Short task
Render the data from the line containing "Draw the outline of every instance of the green" through the line containing "510 80 L 547" as a two-column CSV with the headers text and answer. Each text and the answer that follows it go on one row, each in a single quoted field with line breaks replaced by spaces.

Dataset records
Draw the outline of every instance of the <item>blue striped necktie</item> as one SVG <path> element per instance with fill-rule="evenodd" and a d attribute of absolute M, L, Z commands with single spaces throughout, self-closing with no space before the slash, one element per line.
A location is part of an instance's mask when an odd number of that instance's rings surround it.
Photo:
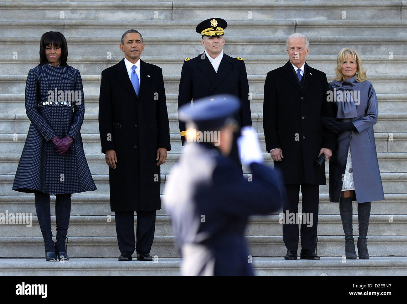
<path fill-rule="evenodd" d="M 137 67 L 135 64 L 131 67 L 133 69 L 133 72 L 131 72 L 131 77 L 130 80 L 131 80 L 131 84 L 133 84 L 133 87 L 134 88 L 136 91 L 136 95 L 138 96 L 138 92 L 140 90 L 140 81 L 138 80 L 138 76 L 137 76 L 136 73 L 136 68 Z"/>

==

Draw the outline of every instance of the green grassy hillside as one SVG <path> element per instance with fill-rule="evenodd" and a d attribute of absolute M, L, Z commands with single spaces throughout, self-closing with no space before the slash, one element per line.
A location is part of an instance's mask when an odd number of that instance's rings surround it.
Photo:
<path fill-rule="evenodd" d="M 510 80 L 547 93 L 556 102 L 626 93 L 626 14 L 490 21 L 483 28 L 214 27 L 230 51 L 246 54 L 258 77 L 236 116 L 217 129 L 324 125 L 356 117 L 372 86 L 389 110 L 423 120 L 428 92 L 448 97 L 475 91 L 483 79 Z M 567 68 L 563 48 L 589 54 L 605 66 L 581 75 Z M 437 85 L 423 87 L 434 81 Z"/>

The completed task
text,answer
"Draw the outline of every instance of the green grassy hillside as one SVG <path> element per instance with fill-rule=""evenodd"" and a d attribute of absolute M, L, Z commands with single spaces throughout, self-closing with no space before the slash, one element per line. A location is part of an instance's mask when an odd number of that instance's rings surround it. Photo:","<path fill-rule=""evenodd"" d=""M 510 80 L 547 93 L 556 102 L 626 93 L 626 14 L 490 21 L 483 28 L 214 27 L 230 51 L 246 54 L 258 77 L 236 116 L 217 129 L 324 125 L 356 117 L 372 86 L 389 110 L 423 120 L 428 92 L 448 97 L 475 91 L 483 79 Z M 567 68 L 563 48 L 589 54 L 605 66 L 581 75 Z M 437 85 L 423 87 L 434 81 Z""/>"